-------- Data shown

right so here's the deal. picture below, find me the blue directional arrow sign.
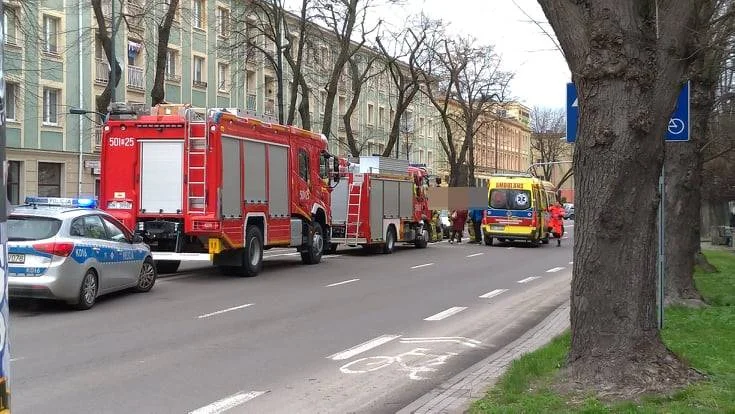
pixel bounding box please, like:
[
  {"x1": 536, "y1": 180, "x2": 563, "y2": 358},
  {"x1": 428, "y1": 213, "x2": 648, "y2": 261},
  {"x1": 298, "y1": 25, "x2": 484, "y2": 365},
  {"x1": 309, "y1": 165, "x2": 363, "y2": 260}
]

----------------

* [Exercise instructions]
Would you provide an exact, picture-free copy of the data above?

* [Reply to the exercise]
right so here's the deal. picture below, find me the blue directional arrow sign.
pixel bounding box please, like:
[
  {"x1": 536, "y1": 180, "x2": 563, "y2": 358},
  {"x1": 428, "y1": 213, "x2": 648, "y2": 261},
  {"x1": 298, "y1": 25, "x2": 484, "y2": 365},
  {"x1": 309, "y1": 165, "x2": 363, "y2": 260}
]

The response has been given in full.